■ Required actions ■
1) Answer these questions about the show review:
(a) Which actor plays Thomas-John?
(b) What kind of event does Jessa invite the main characters to, and what does it turn out to be?
(c) How will the next season reach the reviewer?
2) Write out the part of the show review starting with "So, despite some" and going on through "So that's exciting.".

------ Document segment ------

Also: Jessa and Thomas-John's (Chris O'Dowd's) wedding.  We don't even know that Jessa and Thomas-John, a character who we've been introduced to exactly once before, are dating at the time that Jessa invites all of the main characters to a "mystery party" that turns out to be their wedding.  They tell the story of how they met and fell in love.  Most wedding goers seem surprised, mystified, and a bit skeptical.  Shoshanna is visibly upset.  Adam cries a little; when Hannah asks him what's going on, he says something like, "I'm very moved.  People finding love, taking shelter...it's beautiful." And...I'm sorry, but it is pretty moving.  I know that it's silly to marry someone you've known that short of time.  I know, based on the number of episodes IMDB tells me that Thomas-John is in, that it probably doesn't last.  There is something moving about being willing to make that big of a commitment and take that big of a chance, though. 

So, despite some small issues, I enjoyed it a lot.  Looking forward to watching the next season.  It is going to be delivered to my public library from a different public library within a couple of days.  So that's exciting.

------ Extracted data ------

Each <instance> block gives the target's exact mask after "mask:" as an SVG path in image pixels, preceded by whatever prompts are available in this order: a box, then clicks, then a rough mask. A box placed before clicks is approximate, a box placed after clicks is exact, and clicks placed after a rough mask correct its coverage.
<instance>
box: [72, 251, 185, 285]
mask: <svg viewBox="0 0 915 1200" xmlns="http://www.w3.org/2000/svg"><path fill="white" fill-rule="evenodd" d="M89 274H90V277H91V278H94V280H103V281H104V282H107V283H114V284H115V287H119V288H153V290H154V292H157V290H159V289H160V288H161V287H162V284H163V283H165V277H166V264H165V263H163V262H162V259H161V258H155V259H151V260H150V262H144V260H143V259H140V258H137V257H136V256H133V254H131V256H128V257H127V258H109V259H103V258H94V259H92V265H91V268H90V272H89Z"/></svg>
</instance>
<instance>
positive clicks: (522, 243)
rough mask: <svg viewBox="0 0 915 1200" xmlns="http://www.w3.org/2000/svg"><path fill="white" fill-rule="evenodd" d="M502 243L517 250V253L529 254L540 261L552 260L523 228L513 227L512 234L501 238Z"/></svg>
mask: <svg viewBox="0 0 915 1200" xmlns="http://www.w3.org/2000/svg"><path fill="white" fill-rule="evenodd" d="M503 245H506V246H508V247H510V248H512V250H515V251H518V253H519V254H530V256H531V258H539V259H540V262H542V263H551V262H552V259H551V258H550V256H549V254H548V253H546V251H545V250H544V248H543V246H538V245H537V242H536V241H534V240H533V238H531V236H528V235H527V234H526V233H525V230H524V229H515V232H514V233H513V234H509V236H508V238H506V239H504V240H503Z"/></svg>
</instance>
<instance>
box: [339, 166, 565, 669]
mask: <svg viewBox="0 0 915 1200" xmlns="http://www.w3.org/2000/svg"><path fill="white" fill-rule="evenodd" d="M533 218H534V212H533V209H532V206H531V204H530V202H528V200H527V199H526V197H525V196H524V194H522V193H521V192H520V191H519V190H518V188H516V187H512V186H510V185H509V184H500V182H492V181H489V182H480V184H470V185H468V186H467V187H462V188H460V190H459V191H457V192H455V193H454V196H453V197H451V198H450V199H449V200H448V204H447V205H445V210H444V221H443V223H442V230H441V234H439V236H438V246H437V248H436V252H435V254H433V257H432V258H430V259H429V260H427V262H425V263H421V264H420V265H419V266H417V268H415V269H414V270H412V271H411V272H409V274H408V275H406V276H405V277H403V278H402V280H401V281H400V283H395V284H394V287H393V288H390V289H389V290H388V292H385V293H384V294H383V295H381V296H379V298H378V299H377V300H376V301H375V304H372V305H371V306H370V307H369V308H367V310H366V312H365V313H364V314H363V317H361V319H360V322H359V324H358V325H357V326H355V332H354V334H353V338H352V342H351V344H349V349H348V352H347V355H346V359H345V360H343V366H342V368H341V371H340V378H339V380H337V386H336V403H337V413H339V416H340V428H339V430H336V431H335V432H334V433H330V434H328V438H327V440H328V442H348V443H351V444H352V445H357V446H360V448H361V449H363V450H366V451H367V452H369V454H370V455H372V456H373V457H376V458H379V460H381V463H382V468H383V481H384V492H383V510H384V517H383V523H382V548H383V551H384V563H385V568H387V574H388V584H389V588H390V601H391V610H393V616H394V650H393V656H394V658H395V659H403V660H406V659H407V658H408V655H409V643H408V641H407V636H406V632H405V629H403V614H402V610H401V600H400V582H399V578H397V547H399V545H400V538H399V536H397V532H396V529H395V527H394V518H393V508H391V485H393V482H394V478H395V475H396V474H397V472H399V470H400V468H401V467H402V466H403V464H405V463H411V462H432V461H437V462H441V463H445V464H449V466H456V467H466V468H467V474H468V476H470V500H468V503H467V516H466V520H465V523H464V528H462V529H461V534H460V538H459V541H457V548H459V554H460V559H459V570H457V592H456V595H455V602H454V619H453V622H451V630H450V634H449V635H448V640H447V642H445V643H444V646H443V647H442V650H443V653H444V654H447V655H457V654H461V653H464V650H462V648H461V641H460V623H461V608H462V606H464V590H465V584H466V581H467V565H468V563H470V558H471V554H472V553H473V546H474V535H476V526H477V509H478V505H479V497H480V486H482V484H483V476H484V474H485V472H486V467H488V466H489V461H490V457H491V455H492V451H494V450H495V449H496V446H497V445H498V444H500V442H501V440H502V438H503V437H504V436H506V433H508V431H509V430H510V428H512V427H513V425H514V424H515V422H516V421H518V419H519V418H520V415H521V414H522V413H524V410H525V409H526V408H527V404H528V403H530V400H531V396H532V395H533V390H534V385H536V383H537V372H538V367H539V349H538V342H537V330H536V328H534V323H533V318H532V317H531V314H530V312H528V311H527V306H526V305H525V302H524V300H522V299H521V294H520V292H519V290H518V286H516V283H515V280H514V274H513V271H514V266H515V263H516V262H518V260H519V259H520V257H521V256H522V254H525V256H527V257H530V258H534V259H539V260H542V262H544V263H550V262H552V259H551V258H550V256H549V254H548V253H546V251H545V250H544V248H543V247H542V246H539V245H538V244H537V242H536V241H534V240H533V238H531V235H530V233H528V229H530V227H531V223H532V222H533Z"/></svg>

------

■ Your written answers ■
1)
(a) Chris O'Dowd.
(b) A "mystery party," which turns out to be Jessa and Thomas-John's wedding.
(c) It will be delivered to the reviewer's public library from a different public library within a couple of days.

2)
So, despite some small issues, I enjoyed it a lot.  Looking forward to watching the next season.  It is going to be delivered to my public library from a different public library within a couple of days.  So that's exciting.